## START TASK INPUT

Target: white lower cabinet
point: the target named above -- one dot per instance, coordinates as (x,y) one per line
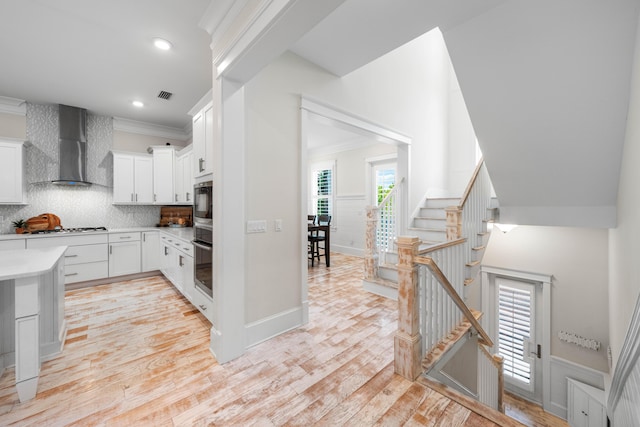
(124,254)
(150,250)
(585,405)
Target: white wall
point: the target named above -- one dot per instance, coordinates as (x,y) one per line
(405,90)
(348,231)
(577,258)
(624,277)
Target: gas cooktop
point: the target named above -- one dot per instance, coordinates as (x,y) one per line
(70,230)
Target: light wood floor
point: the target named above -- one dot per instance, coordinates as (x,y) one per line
(137,354)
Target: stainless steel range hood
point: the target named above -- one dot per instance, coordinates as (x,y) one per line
(73,146)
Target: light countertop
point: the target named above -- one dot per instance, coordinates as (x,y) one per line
(184,233)
(29,262)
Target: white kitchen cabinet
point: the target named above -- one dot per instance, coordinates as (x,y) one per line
(86,257)
(150,250)
(184,176)
(203,129)
(163,175)
(12,172)
(132,178)
(585,405)
(124,254)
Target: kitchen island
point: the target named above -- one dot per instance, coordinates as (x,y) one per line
(31,312)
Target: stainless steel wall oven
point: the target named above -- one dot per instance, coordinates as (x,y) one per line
(203,258)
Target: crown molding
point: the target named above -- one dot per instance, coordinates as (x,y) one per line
(13,106)
(142,128)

## END TASK INPUT

Lay out the data above as a two-column CSV with the headers "query" and "reply". Give each text and its answer one row, with each value in a single quoted field and line breaks replaced by spaces, and leave the pictures out.

FINISHED TASK:
query,reply
"Target: white lower cabinet point: the target named above -- one dot per instance, coordinates as (x,y) one per line","(124,254) (150,250) (585,405)"
"Target: white wall point: the target named above -- one dot per instance, coordinates as (x,y) one per line","(405,90) (348,231) (577,258) (624,277)"
"Target: gas cooktop point: the target named above -- one dot per instance, coordinates as (x,y) one per line","(70,230)"
"Target: light wood floor point: the target named above -- one dot per instance, coordinates as (x,y) one per line","(137,354)"
"Target: stainless steel range hood point: the target named above -- one dot per instance, coordinates as (x,y) one per line","(73,146)"
"Target: light countertop point: the target named above -- one dot per instance, coordinates as (x,y) one per line","(184,233) (29,262)"
"Target: white kitchen cabinet point: the target named above -- one dot per instance, coordinates as (x,y) one per line","(86,257) (150,250) (184,176) (203,129) (163,175) (12,172) (132,178) (585,405) (124,254)"
"Target: kitchen island point: the target named above -- one dot per instance, coordinates as (x,y) one per line","(31,312)"
"Target: stainless steel wall oven point: the target named above -- one dot per instance, coordinates as (x,y) one per line","(203,258)"
"Target: crown molding point: the target named above -- one dot per instance, coordinates as (x,y) one per line","(13,106) (142,128)"